(Records provided Opens)

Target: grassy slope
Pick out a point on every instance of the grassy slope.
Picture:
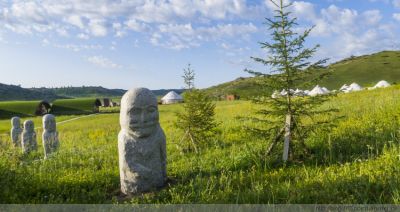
(73, 106)
(365, 70)
(357, 162)
(20, 108)
(13, 92)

(Records provided Closes)

- Exercise details -
Repeat the entries exactly, without pictures.

- Your solution -
Target: grassy slope
Pick out a point on every instance of the grassy slope.
Picture:
(73, 106)
(365, 70)
(357, 162)
(20, 108)
(13, 92)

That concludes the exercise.